→ **EXERCISE DIRECTIONS**:
Copy the stretch of the material from the line containing "Does the forked" through the end of the material, keeping every line exactly as it appears.

→ **EXERCISE INPUTS**:
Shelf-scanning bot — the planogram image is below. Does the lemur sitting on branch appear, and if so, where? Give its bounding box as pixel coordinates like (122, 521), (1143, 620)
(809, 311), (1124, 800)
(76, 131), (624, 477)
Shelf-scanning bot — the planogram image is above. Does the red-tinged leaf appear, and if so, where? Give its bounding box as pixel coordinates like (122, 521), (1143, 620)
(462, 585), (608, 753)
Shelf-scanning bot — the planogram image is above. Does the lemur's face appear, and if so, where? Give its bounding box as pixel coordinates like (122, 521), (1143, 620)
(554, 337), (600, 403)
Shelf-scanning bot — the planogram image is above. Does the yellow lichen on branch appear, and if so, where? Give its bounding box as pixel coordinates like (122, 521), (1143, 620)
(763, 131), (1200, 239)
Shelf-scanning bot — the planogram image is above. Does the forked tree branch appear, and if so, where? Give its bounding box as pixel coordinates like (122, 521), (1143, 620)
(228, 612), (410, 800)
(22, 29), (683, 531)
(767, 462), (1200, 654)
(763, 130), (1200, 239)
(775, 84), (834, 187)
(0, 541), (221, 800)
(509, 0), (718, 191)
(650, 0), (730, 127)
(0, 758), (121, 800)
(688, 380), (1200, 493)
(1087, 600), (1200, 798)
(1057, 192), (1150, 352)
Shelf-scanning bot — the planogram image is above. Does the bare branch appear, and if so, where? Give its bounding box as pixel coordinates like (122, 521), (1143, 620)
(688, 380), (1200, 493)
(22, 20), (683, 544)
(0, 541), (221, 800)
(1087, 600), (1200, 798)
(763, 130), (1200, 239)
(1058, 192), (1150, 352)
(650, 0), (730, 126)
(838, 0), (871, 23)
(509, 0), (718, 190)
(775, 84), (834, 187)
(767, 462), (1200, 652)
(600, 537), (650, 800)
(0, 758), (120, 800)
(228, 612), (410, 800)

→ **SOLUTION TO THE EXERCISE**:
Shelf-scanning bot — the planogram image is above. Does the forked tree branch appear, and if so, where? Give its bounding box as pixel coordinates like (122, 521), (1143, 620)
(228, 612), (410, 800)
(22, 29), (683, 531)
(767, 462), (1200, 654)
(763, 130), (1200, 239)
(775, 84), (834, 187)
(0, 541), (221, 800)
(509, 0), (718, 191)
(650, 0), (730, 127)
(0, 758), (121, 800)
(688, 380), (1200, 493)
(1087, 600), (1200, 798)
(1057, 192), (1150, 352)
Shelf-scanning bot — the planogram image is above. Does the bare branch appear, and if so, where? Give its bounding box as pixel coordinates like (122, 521), (1143, 620)
(688, 380), (1200, 493)
(22, 20), (683, 544)
(0, 541), (221, 800)
(1087, 600), (1200, 798)
(763, 130), (1200, 239)
(1058, 192), (1150, 352)
(650, 0), (730, 126)
(838, 0), (871, 23)
(509, 0), (718, 190)
(775, 84), (834, 187)
(767, 462), (1200, 652)
(600, 537), (650, 800)
(0, 758), (120, 800)
(228, 612), (410, 800)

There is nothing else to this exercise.